- **Page**:
──────
From our more detailed, accompanying discussion we pull the Eulerian representation of the set of principal governing equations written in cylindrical coordinates.


\varpi Component of Euler Equation


\frac{\partial \dot\varpi}{\partial t} + \biggl[ \dot\varpi \frac{\partial \dot\varpi}{\partial\varpi} \biggr] + 
\biggl[ \dot\varphi \frac{\partial \dot\varpi}{\partial\varphi} \biggr] +
\biggl[ \dot{z} \frac{\partial \dot\varpi}{\partial z} \biggr] -  \varpi {\dot\varphi}^2   = 
- \frac{1}{\rho}\frac{\partial P}{\partial\varpi} - \frac{\partial \Phi}{\partial\varpi}


\varphi Component of Euler Equation



\frac{\partial (\varpi\dot\varphi)}{\partial t} + \biggl[ \dot\varpi \frac{\partial (\varpi\dot\varphi)}{\partial\varpi} \biggr] + 
\biggl[ \dot\varphi \frac{\partial (\varpi\dot\varphi)}{\partial\varphi} \biggr] +
\biggl[ \dot{z} \frac{\partial (\varpi\dot\varphi)}{\partial z} \biggr] + \dot\varpi \dot\varphi = 
-  \frac{1}{\varpi} \biggl[ \frac{1}{\rho}\frac{\partial P}{\partial \varphi} + \frac{\partial \Phi}{\partial \varphi} \biggr]


z Component of Euler Equation


\frac{\partial \dot{z}}{\partial t} + \biggl[ \dot\varpi \frac{\partial \dot{z}}{\partial\varpi} \biggr] 
+ \biggl[ \dot\varphi \frac{\partial \dot{z}}{\partial\varphi} \biggr] +\biggl[ \dot{z} \frac{\partial \dot{z}}{\partial z} \biggr] = 
- \frac{1}{\rho}\frac{\partial P}{\partial z} - \frac{\partial \Phi}{\partial z}


Equation of Continuity


\frac{\partial\rho}{\partial t} + \frac{1}{\varpi} \frac{\partial}{\partial\varpi} \biggl[ \rho \varpi \dot\varpi \biggr] 
+ \frac{1}{\varpi} \frac{\partial}{\partial \varphi} \biggl[ \rho \varpi \dot\varphi \biggr]
+ \frac{\partial}{\partial z} \biggl[ \rho \dot{z} \biggr] = 0

These match, for example, equations (3.1) - (3.4) of Papaloizou & Pringle (1984, MNRAS, 208, 721-750), hereafter, PPI.
──────
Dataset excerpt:
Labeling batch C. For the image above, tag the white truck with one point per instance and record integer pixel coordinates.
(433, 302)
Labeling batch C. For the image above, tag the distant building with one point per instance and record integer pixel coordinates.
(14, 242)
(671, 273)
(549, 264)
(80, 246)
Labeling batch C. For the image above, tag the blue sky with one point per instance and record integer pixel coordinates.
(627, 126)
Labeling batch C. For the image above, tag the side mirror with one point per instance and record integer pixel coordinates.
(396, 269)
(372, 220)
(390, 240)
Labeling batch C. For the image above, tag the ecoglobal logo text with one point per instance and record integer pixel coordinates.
──────
- **Tasks to carry out**:
A: List every section heading that appears in the governing-equations text.
B: Rewrite the part of the governing-equations text that opens with the words containing "Equation of Continuity" and closes with "721-750), hereafter, PPI.", swapping "for example" for "for instance".

- **Answers to the exercise**:
A:
\varpi Component of Euler Equation
\varphi Component of Euler Equation
z Component of Euler Equation
Equation of Continuity

B:
Equation of Continuity


\frac{\partial\rho}{\partial t} + \frac{1}{\varpi} \frac{\partial}{\partial\varpi} \biggl[ \rho \varpi \dot\varpi \biggr] 
+ \frac{1}{\varpi} \frac{\partial}{\partial \varphi} \biggl[ \rho \varpi \dot\varphi \biggr]
+ \frac{\partial}{\partial z} \biggl[ \rho \dot{z} \biggr] = 0

These match, for instance, equations (3.1) - (3.4) of Papaloizou & Pringle (1984, MNRAS, 208, 721-750), hereafter, PPI.